Object point labels:
■ ■ ■
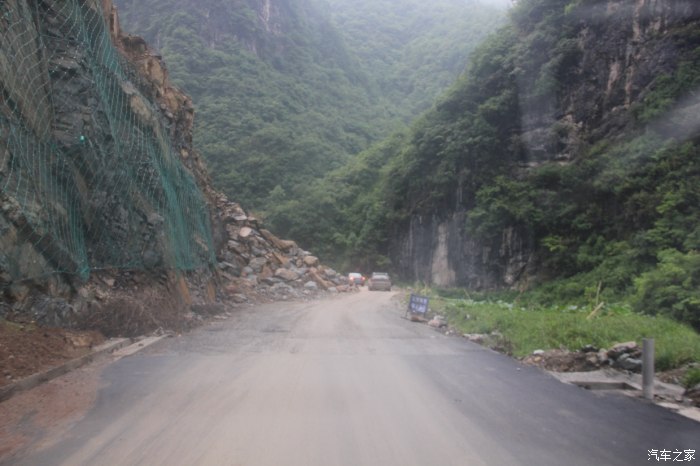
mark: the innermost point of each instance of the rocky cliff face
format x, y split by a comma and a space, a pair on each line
607, 60
107, 216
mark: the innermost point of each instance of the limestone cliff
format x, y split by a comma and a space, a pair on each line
591, 82
107, 216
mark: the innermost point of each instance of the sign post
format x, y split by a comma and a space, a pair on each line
417, 304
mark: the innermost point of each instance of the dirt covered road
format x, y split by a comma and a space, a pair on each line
345, 381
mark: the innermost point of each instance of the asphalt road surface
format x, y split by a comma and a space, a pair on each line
348, 381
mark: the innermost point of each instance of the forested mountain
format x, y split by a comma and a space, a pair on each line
568, 155
286, 91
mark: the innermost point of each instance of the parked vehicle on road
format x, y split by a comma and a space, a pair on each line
356, 278
379, 281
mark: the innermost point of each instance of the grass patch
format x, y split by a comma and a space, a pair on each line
691, 378
527, 329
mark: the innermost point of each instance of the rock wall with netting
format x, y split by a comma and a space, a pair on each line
89, 177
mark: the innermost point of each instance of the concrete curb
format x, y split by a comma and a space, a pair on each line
34, 380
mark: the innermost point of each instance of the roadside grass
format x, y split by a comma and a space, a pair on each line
525, 329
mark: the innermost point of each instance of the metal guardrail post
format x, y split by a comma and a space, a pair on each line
648, 368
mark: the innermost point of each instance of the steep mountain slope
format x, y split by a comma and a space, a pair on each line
568, 152
107, 216
281, 99
413, 49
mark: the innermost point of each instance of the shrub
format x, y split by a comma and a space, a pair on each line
672, 288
■ ■ ■
→ INSTRUCTIONS TO FOLLOW
Retype the records above line for line, omitting the pictures.

→ RESULT OF THIS TASK
mark: the innermost point of each instance of the rocky cliff face
format x, y split by a comma and a space, a pair on each line
607, 60
107, 216
mark: the innermost point of each instance of the limestone cliff
format x, y split by a comma and a space, a pair on each line
591, 82
107, 216
mark: the innermost point of each instance of the sign post
format x, y split by a comma and a space, a pair on each line
417, 304
mark: the innermost point of each instance of the dirt covered road
format x, y split by a comma and a space, a pair on each line
345, 381
mark: the innermost point of each instance of the asphalt road surface
format x, y split by a comma and a space, a pair on each line
348, 381
mark: the innermost point of each instance of the forested mountain
format x, y split by a comma and a space, a pair on each line
568, 155
286, 91
mark: the innermost point of each instance of the parked vehicle on road
format x, y split by a comma and a space, a pair on each line
356, 278
379, 281
mark: the innermost point of each instance of the grass patch
format x, y split by a comma and a space, a pair on each line
691, 378
527, 329
mark: the innermost point of each instance of the rock wall with netting
format x, y split by a comma and a space, a pair on each line
89, 177
mark: the innermost point of each instance of the concrete curb
format x, y split by a comma and a space, a pair on each line
34, 380
mark: the innermost point of each instance of the roadside grass
format x, y split by a comma and a space, a pair on each line
525, 329
mark: the innermost point of each instance of the metal guardrail post
format x, y split by a comma and a space, a pair on each line
648, 368
mark: the innermost point of each instance of the steep mountain slope
format x, y split by a comma and a space, a pair on each line
568, 152
107, 216
281, 99
413, 49
mark: the innermost point of each instance of the shrub
format x, y split by a comma and a space, a pair on each line
672, 288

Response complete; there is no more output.